[Records]
□ □ □ □ □ □ □
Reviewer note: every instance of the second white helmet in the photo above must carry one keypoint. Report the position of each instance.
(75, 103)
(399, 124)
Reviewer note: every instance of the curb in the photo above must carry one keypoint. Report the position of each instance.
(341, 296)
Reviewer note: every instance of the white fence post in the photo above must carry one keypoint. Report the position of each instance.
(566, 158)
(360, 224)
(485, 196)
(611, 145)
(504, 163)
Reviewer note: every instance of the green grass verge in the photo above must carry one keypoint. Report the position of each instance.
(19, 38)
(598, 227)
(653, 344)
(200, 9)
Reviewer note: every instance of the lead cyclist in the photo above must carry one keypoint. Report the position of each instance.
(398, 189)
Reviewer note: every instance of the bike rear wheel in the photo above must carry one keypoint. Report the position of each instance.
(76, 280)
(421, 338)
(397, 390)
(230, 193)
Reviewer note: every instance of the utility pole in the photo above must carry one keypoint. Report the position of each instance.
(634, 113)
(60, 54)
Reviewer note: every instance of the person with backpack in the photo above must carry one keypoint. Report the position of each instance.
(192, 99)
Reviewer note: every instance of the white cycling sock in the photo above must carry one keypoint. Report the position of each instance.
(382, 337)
□ □ □ □ □ □ □
Aim of the exercise: Render the material above as a JSON list of strings, one per line with blank lines left out, starting at the line that contains "Reviewer note: every instance of the white cycling" and ending at the end of the material.

Answer to the exercise:
[
  "Reviewer note: every instance of the white cycling sock in the photo above must carry one keypoint. Report the position of each instance.",
  "(382, 337)"
]